__To do__.
[1] Decide whether each statement agrees with the stat64 thread below. Answer yes or no for each and quote the words from the thread that settle it.
(a) On OSX Leopard, the branch passed the --enable-symbols=mem test run with no failures.
(b) VC6 has a stat64-like structure with 64-bit file sizes.
(c) The fix that silences the LoadDyld warnings is worth backporting.
[2] Answer these questions from the stat64 thread below, one answer per line, marked like the questions:
(a) Besides the three POSIX times, what does the stat64 version on OSX Leopard know for a file?
(b) Which branch is the "bug-3598300" branch based on?
(c) In which file are the known-unrelated issues that should not be addressed?
[3] List every branch named in the stat64 thread below.

__Extracted text__.
=====

User Comments: dkf added on 2013-01-20 05:36:56:
OSX Leopard definitely has stat64 as well as stat. The stat64 version is interesting because it knows the creation instant for the file as well as the traditional three POSIX times.

I have no idea what later versions of OSX support. We don't support earlier versions of OSX for sure (especially with Tk).

nijtmans added on 2013-01-20 01:56:11:
Donal, could you try branch "novem-bug-3598300" as well? I suspect that on
OSX the only reason for not defining HAVE_STRUCT_STAT64 was because
of binary compatibility with older OSX releases, which didn't have stat64 yet.
If so, then for "novem" we can break binary compatibility and enable
HAVE_STRUCT_STAT64 (or - better- introduce HAVE_NO_STRUCT_STAT64)

For Win32, the same could be done, but that would mean
that VC6 must be phased out: it doesn't have a stat64-like
structure which has 64-bit file sizes, so that cannot be done
without a TIP (which I would approve, BTW)...

Donal, does this approach work on your OSX machines?
Your opinion please, before merging this to "novem"

dkf added on 2013-01-18 22:25:19:
[For reference: the LoadDyld warnings relate to how we do load-from-VFS on OSX; the API that we use to do it has been deprecated by Apple in favor of an API which can't support the functionality. So we put up with the warnings. I've got a "fix" on one of the novem branches that silences the warnings, but it's truly not worth us trying to backport.]

dkf added on 2013-01-18 22:22:00:
That branch builds clean on OSX Leopard (excepting known-unrelated issues in tclLoadDyld.c which should *not* be addressed) and passes --enable-symbols=mem test run with no failures.

Looks good.

nijtmans added on 2013-01-18 22:11:20:
Donal, could you try the current "bug-3598300" branch,
(based on core-8-5-branch) ?

The logic is actually simple. In tcl.h:
#if defined(__APPLE__)
...
#   undef HAVE_STRUCT_STAT64
#endif

This #undef comes too late to be usable in tclUnixPort.h, that's the problem!

This means that on __APPLE__ we simply should not
use stat64, even though HAVE_STRUCT_STAT64 is
defined. Better would be to change the configure
script such that if __APPLE__ is defined that then
HAVE_STRUCT_STAT64 is NEVER defined. But
then TEA should be adapted as well.

dkf added on 2013-01-17 20:56:30:

IP - Comment Removed: 130.88.99.220

dkf added on 2013-01-17 20:56:16:
Hmm, and right now there's logic in tcl.h that makes sure that OSX picks up the correct stat structure. It's stuff that would belong in configure, except that OSX builds (of Leopard vintage at least) are actually multi-architecture builds. Messy.

=====

__Provided data__.

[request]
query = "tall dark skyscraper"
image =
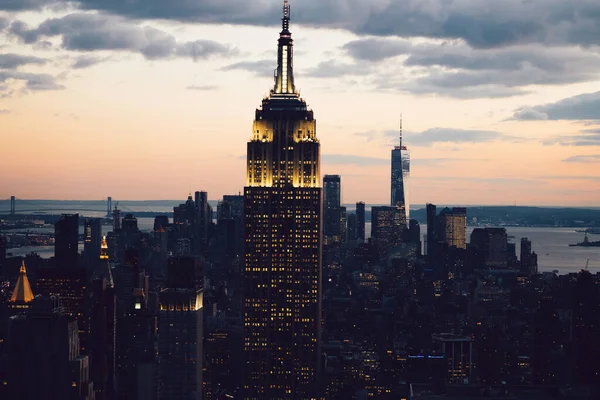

=====

__Answers for the exercise__.
[1]
(a) Yes: "passes --enable-symbols=mem test run with no failures."
(b) No: "it doesn't have a stat64-like structure which has 64-bit file sizes"
(c) No: "it's truly not worth us trying to backport."

[2]
(a) The creation instant for the file.
(b) core-8-5-branch.
(c) tclLoadDyld.c.

[3]
novem-bug-3598300
novem
bug-3598300
core-8-5-branch